● Brief: Return, exactly, the line that contains "Could you indicate the stamped" together with all lines after it to the end of the entries, and no further lines.

(Dataset excerpts on object pointing)
+--

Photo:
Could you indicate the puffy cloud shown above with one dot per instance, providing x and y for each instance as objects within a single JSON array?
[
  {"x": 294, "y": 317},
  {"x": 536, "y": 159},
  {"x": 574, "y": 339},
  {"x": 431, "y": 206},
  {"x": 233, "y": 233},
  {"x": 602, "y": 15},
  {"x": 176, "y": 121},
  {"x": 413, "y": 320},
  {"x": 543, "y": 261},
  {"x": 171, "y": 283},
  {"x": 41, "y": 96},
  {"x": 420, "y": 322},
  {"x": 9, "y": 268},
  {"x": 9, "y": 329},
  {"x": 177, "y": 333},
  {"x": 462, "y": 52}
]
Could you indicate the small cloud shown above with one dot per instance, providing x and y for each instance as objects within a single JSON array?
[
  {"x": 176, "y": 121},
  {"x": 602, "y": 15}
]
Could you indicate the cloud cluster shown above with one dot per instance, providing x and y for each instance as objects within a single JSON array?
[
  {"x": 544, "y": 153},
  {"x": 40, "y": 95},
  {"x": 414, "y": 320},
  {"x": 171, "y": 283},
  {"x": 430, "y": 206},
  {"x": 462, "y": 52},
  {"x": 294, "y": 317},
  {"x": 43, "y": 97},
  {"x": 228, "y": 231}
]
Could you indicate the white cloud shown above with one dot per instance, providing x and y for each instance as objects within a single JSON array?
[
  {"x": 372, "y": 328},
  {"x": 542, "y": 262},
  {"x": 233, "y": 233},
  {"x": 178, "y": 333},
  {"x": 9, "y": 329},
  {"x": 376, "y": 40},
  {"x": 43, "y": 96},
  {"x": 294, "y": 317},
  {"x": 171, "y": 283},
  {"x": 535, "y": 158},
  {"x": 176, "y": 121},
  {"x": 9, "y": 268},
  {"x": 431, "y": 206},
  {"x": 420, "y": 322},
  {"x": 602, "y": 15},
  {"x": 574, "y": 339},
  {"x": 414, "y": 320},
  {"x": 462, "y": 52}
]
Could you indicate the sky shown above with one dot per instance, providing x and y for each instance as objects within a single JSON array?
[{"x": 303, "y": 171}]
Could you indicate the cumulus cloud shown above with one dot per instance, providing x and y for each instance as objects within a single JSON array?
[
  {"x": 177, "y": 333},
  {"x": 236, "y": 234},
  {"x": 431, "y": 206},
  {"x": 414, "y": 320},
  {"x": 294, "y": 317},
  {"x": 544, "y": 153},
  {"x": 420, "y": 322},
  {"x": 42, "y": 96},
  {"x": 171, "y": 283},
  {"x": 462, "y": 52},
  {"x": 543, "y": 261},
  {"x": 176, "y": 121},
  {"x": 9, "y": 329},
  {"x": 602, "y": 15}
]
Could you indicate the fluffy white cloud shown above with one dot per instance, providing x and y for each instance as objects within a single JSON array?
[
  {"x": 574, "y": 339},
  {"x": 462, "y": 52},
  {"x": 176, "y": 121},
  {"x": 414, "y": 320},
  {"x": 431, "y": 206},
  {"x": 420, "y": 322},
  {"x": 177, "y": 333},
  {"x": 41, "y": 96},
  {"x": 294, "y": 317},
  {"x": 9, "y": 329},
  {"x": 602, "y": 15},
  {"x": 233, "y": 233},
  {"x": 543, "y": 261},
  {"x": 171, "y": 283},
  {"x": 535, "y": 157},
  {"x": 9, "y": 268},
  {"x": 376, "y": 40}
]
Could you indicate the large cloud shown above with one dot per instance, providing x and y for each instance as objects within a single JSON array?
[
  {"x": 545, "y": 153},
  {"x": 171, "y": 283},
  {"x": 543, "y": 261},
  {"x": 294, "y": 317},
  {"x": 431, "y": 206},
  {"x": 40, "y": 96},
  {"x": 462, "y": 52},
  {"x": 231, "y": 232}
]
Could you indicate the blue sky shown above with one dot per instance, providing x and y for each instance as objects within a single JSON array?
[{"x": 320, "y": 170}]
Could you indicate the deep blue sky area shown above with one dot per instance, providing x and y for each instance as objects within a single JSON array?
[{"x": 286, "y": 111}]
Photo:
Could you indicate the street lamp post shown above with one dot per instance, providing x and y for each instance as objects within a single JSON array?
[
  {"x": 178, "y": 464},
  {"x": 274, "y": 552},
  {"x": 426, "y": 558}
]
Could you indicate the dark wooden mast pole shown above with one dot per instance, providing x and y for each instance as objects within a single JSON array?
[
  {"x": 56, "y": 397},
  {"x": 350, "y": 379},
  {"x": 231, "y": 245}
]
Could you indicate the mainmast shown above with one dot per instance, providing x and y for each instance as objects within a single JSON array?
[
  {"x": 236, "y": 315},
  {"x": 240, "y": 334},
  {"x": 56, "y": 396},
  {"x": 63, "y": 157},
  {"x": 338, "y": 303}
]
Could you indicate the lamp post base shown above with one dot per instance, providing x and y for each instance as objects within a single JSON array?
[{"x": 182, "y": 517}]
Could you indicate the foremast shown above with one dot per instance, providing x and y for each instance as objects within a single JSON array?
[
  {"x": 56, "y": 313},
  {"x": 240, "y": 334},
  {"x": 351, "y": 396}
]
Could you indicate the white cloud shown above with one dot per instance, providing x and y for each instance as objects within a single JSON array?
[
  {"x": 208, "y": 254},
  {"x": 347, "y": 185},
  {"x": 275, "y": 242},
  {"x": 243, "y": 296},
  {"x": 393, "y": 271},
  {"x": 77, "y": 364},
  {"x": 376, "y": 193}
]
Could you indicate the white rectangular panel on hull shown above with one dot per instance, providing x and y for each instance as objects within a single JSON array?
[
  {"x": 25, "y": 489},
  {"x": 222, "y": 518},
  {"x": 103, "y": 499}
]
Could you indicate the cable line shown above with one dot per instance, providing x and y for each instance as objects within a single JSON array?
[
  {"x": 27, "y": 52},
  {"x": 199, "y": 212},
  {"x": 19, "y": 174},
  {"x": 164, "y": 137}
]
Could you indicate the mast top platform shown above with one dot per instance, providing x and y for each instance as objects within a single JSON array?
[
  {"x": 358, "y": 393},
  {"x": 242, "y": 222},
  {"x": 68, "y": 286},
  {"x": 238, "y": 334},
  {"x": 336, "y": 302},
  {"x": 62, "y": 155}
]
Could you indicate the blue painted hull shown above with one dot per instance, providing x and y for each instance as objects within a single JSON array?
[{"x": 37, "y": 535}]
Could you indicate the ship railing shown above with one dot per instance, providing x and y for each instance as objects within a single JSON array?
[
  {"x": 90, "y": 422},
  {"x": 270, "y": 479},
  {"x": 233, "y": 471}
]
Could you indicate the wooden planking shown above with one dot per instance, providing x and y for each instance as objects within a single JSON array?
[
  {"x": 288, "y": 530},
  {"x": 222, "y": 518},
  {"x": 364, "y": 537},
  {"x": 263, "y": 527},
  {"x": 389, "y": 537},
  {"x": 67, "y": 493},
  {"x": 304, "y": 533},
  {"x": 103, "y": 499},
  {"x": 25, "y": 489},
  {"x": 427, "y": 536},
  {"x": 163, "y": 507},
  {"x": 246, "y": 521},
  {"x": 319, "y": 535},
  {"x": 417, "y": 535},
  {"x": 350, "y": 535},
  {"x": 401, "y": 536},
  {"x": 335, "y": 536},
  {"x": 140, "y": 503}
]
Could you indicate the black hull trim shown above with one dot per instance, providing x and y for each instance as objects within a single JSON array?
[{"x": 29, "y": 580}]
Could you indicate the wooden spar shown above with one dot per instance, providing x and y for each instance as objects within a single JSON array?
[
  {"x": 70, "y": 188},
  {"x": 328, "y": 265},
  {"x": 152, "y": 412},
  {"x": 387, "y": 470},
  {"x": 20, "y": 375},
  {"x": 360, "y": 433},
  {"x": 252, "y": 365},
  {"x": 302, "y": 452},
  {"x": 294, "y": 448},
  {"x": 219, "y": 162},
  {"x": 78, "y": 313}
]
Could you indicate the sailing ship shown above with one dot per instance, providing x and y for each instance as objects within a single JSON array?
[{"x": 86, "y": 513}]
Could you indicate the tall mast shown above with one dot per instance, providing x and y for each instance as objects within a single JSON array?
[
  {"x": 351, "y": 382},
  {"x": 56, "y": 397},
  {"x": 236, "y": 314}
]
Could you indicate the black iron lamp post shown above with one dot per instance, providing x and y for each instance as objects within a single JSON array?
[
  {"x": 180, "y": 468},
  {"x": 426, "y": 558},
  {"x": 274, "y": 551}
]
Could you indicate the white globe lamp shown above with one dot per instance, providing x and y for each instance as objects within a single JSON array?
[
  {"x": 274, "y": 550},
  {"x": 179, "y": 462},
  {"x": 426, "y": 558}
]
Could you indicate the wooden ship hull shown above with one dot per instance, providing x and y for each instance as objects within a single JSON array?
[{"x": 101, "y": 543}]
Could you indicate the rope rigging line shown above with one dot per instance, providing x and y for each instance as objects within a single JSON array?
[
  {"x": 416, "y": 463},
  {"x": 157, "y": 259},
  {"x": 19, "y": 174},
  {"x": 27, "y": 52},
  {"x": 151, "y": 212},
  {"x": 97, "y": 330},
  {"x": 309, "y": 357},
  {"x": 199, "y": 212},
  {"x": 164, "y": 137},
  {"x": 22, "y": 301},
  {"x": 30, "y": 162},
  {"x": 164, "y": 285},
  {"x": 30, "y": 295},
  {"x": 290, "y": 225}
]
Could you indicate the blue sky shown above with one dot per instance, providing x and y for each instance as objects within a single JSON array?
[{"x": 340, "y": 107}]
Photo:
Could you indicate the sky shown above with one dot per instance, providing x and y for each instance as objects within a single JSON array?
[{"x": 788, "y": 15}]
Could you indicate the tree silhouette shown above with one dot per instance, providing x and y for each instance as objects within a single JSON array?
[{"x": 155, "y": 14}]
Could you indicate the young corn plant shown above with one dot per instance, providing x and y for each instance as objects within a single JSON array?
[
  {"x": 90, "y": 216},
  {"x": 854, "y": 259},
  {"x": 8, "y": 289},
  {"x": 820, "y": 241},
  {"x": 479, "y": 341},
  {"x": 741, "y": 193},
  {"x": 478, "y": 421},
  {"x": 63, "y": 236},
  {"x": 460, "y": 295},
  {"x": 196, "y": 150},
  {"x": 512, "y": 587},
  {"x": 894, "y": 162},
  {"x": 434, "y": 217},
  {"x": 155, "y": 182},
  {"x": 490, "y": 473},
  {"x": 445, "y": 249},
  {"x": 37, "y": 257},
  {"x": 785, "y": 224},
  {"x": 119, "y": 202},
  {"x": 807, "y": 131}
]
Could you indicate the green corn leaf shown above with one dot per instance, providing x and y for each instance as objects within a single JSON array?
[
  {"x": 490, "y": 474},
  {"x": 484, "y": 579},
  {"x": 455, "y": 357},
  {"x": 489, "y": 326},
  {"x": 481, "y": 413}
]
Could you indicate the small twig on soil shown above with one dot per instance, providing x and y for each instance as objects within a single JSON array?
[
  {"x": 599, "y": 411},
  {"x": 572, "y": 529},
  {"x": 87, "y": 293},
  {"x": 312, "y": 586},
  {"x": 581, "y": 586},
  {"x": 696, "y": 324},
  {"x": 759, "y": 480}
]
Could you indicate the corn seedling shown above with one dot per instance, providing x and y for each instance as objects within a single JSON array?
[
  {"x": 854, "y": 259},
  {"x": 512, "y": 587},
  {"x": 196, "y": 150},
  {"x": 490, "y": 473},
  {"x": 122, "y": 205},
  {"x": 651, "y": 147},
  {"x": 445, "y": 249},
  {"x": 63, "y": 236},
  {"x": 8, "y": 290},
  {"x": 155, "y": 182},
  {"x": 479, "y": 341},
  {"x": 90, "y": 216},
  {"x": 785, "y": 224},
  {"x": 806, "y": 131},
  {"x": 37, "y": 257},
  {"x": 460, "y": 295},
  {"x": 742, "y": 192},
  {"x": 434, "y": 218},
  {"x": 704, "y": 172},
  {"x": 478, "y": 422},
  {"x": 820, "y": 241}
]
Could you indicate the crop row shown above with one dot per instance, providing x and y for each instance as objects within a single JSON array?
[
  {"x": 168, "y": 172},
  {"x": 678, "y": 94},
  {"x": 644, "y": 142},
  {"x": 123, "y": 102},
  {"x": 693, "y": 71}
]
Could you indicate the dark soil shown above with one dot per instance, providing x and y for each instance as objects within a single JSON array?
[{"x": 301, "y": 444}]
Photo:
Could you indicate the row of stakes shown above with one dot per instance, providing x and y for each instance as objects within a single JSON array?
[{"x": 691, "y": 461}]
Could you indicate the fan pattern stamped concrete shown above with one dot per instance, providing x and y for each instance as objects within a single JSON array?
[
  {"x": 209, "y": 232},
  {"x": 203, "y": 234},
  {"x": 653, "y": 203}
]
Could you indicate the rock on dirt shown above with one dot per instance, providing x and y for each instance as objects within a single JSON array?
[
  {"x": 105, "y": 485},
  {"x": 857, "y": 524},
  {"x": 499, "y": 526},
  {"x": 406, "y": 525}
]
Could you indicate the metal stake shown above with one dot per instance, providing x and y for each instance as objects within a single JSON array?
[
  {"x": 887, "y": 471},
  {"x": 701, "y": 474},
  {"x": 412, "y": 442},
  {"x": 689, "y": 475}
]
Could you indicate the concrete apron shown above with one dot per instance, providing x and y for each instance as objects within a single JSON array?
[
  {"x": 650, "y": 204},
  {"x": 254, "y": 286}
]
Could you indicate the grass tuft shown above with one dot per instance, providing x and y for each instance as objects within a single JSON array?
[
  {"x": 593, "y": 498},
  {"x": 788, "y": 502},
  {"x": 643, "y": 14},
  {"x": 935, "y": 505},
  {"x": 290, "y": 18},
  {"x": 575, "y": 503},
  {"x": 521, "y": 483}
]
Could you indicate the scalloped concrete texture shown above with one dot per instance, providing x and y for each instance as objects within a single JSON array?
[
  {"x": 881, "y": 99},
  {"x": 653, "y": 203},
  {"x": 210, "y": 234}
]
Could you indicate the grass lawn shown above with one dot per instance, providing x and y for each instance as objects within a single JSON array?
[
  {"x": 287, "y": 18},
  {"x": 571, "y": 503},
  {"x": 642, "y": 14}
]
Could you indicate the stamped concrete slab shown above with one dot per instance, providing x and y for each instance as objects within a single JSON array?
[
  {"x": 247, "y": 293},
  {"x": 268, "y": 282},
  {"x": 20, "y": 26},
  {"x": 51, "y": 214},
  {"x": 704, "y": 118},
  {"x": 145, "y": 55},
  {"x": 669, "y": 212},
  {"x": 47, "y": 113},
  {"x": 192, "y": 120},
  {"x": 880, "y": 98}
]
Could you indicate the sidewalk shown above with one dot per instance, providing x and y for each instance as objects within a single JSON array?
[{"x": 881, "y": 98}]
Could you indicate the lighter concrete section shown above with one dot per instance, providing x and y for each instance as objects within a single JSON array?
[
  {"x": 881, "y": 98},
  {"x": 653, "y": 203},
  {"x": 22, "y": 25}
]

+--

● Final result:
Could you indicate the stamped concrete slab shown above with one dot per instance, providing x and y for each instance as objects within a single JSON array?
[
  {"x": 247, "y": 293},
  {"x": 268, "y": 282},
  {"x": 20, "y": 26},
  {"x": 51, "y": 214},
  {"x": 704, "y": 118},
  {"x": 145, "y": 55},
  {"x": 669, "y": 212},
  {"x": 47, "y": 113},
  {"x": 192, "y": 120},
  {"x": 880, "y": 98}
]
Could you indicate the sidewalk shown above with one dot per instance, providing x and y for each instance as objects within a single JSON array?
[{"x": 881, "y": 98}]
Could you indicate the lighter concrete section shown above with one dot per instance, providing x and y for each instance as objects within a single JSON array?
[
  {"x": 881, "y": 98},
  {"x": 653, "y": 203},
  {"x": 22, "y": 25}
]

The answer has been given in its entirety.